Your task » Return the listing below word for word.
◆ ◆ ◆ ◆
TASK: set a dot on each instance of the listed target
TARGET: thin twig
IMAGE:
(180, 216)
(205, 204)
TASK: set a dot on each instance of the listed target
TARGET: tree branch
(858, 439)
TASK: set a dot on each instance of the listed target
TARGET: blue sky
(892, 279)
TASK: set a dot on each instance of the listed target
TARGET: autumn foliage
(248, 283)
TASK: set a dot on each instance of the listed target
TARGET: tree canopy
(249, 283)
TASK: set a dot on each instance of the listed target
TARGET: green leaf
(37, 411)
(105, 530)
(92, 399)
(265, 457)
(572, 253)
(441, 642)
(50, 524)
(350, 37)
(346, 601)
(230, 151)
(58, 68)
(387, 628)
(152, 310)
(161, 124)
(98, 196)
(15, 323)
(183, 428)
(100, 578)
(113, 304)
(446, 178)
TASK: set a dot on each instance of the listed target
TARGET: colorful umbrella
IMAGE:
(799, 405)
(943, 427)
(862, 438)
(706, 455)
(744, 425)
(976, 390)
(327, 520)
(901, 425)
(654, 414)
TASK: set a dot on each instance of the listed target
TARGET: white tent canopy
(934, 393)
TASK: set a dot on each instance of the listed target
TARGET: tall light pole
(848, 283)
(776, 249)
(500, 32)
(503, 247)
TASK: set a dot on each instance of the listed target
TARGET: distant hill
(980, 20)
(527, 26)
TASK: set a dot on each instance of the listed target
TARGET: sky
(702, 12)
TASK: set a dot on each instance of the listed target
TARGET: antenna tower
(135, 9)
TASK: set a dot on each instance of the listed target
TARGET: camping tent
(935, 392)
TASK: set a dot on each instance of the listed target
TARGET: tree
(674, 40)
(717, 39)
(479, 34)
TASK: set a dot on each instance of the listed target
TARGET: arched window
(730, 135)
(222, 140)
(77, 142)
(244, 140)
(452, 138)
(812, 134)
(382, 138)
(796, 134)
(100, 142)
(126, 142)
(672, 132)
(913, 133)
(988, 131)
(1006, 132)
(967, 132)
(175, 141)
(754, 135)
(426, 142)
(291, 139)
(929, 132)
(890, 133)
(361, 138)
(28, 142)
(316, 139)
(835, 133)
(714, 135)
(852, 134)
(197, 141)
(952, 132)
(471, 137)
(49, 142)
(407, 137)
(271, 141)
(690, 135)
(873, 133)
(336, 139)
◆ ◆ ◆ ◆
Written answer »
TASK: set a dot on each instance of the listed target
TARGET: thin twig
IMAGE:
(180, 216)
(205, 204)
TASK: set a dot on each instance of the listed target
TARGET: tree branch
(858, 439)
TASK: set a dot on each instance of the listed target
TARGET: blue sky
(892, 279)
TASK: set a dot on each instance of the listed target
TARGET: autumn foliage
(248, 283)
TASK: set a dot on each instance of the listed target
TARGET: tree canopy
(249, 283)
TASK: set a dot on each instance of the listed target
TARGET: green leaf
(37, 411)
(105, 530)
(92, 399)
(265, 457)
(572, 253)
(441, 642)
(50, 524)
(350, 37)
(346, 601)
(230, 151)
(58, 68)
(387, 628)
(152, 310)
(161, 124)
(98, 196)
(15, 323)
(183, 428)
(100, 578)
(113, 304)
(446, 178)
TASK: set a dot on each instance of the listed target
TARGET: colorful umbrella
IMAGE:
(799, 405)
(943, 427)
(862, 438)
(706, 455)
(744, 425)
(976, 390)
(327, 520)
(901, 425)
(654, 414)
TASK: set a dot on each instance of the listed target
TARGET: white tent canopy
(934, 393)
TASK: set a dot on each instance of the listed target
TARGET: tall light pole
(848, 283)
(776, 249)
(500, 32)
(503, 247)
TASK: set a dot on each instance of the listed target
TARGET: distant hill
(980, 20)
(527, 26)
TASK: set a dot on each instance of the listed target
TARGET: sky
(702, 12)
TASK: set a dot on each instance of the listed target
TARGET: antenna tower
(135, 9)
TASK: set a dot on each instance of the listed target
TARGET: camping tent
(935, 392)
TASK: set a dot on each instance of the listed target
TARGET: tree
(674, 40)
(717, 39)
(479, 34)
TASK: set a dot on each instance of the listed target
TARGET: arched window
(730, 135)
(222, 140)
(77, 142)
(244, 140)
(452, 138)
(812, 134)
(382, 138)
(796, 134)
(100, 142)
(126, 142)
(672, 132)
(913, 133)
(988, 131)
(1006, 132)
(967, 132)
(175, 141)
(754, 135)
(426, 142)
(291, 139)
(929, 132)
(890, 133)
(361, 138)
(28, 142)
(316, 139)
(835, 133)
(714, 135)
(852, 134)
(197, 141)
(952, 132)
(471, 137)
(49, 142)
(407, 137)
(271, 141)
(690, 135)
(873, 133)
(336, 139)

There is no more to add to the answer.